Top of Page extract
Ghana's President Nana Akufo-Addo became the first recipient of a coronavirus vaccine under the global Covax scheme.
Covax, a scheme designed to ensure poorer countries do not miss out on vaccinations as worries grow that rich nations are hogging the doses, is aiming to deliver at least two billion jabs by the end of the year.
Mr Akufo-Addo (below) received his AstraZeneca shot live on television along with his wife, while in neighbouring Ivory Coast a presidential spokesman got the country's first jab, also part of a Covax delivery.
Ivory Coast received some 504,000 jabs from Covax, while Ghana got 600,000 that it will start to roll out this week.
"It is important that I set the example that this vaccine is safe by being the first to have it, so that everybody in Ghana can feel comfortable about taking this vaccine," the president said.
India's Prime Minister Narendra Modi also got his coronavirus jab today - although a glitch in the online booking system meant thousands of others were turned away from hospitals nationwide.
And in the United States, 3.9 million doses of the Johnson & Johnson vaccine are due to be delivered after it became the third jab approved by US regulators.
The J&J rollout comes as a boost to US President Joe Biden's plan to beat back a virus that has killed more than half a million Americans, making the US the world's worst-hit nation.
Vaccines are seen as crucial to returning the world to normality and healing the economy after a pandemic that has claimed more than 2.5 million lives across the globe.
Over 224 million doses have been administered worldwide, according to national data compiled by AFP, with the Philippines among the latest countries to launch a rollout today.
But rich countries have bought up the vast majority of doses available, prompting the World Health Organization (WHO) to warn that the crisis cannot end unless poor countries can vaccinate their populations too.
A new row is brewing over a call led by India and South Africa for intellectual property rights to the vaccines to be waived.
Backed by dozens of governments from Argentina to Bangladesh, they argue that this would boost production and ultimately bring the pandemic to a swifter end.
But the United States, the European Union and Switzerland - home to major pharmaceutical firms - oppose the idea, which is being thrashed out at a World Trade Organization meeting today and tomorrow.
Bottom of Page extract
Top of Data provided
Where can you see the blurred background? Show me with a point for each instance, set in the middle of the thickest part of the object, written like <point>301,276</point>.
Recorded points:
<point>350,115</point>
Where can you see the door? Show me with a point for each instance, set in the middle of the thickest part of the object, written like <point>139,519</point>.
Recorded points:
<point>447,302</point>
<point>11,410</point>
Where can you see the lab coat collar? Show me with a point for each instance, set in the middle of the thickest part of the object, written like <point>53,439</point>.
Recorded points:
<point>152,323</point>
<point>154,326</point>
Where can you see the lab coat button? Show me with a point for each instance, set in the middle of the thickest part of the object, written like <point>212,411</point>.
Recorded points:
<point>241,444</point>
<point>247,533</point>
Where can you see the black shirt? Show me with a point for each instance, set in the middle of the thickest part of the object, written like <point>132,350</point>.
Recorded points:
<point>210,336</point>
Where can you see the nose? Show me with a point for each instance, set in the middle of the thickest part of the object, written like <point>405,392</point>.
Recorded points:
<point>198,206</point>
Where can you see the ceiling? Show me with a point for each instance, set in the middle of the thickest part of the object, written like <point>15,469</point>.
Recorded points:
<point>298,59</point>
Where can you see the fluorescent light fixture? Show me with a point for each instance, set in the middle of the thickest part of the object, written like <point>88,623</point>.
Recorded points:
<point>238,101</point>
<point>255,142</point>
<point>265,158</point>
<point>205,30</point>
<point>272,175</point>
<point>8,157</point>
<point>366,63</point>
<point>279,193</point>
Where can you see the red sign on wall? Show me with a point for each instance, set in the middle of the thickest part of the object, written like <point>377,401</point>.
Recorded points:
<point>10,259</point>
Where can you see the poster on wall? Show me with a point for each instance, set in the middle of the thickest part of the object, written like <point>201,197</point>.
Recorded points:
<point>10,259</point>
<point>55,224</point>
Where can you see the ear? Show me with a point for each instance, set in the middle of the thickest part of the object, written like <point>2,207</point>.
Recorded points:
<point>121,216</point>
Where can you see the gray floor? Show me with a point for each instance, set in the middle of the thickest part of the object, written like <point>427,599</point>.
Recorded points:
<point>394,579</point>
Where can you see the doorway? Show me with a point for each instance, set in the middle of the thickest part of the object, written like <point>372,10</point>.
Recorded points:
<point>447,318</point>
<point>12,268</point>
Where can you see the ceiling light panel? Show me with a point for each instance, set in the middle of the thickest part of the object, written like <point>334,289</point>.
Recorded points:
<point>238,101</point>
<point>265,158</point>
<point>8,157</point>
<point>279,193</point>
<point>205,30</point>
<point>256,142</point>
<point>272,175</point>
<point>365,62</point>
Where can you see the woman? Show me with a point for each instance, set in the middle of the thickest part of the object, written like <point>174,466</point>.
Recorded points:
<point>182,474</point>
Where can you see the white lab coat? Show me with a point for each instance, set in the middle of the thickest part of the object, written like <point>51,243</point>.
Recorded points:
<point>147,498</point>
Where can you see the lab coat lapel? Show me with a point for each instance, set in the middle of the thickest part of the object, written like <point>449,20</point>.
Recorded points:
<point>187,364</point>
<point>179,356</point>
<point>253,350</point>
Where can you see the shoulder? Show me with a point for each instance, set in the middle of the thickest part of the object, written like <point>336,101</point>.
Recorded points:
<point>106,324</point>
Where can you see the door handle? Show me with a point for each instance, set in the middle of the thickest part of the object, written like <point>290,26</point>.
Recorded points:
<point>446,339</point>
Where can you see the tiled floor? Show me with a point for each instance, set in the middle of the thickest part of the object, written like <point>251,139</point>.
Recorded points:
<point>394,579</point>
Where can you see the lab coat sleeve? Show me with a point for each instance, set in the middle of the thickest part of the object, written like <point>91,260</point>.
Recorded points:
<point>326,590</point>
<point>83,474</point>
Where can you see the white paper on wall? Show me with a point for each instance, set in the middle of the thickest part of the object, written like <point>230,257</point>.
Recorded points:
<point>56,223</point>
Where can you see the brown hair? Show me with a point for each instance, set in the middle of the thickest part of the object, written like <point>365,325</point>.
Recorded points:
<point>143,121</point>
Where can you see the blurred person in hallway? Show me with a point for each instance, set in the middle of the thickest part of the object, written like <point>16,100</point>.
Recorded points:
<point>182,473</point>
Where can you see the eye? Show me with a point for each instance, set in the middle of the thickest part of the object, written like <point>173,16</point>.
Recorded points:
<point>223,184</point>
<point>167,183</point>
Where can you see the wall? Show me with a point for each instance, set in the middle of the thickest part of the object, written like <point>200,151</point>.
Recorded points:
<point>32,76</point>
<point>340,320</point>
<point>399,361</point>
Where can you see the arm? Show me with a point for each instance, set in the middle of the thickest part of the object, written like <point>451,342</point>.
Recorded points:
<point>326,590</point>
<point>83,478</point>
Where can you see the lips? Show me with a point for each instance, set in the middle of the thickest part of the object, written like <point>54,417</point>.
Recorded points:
Bottom of Data provided
Rewrite the paragraph in the news report on vaccine rollouts that begins "But rich countries have bought up" more briefly, keeping its main facts.

Rich countries have bought most available doses. The World Health Organization therefore warns that the crisis cannot end unless poor countries can also vaccinate their populations.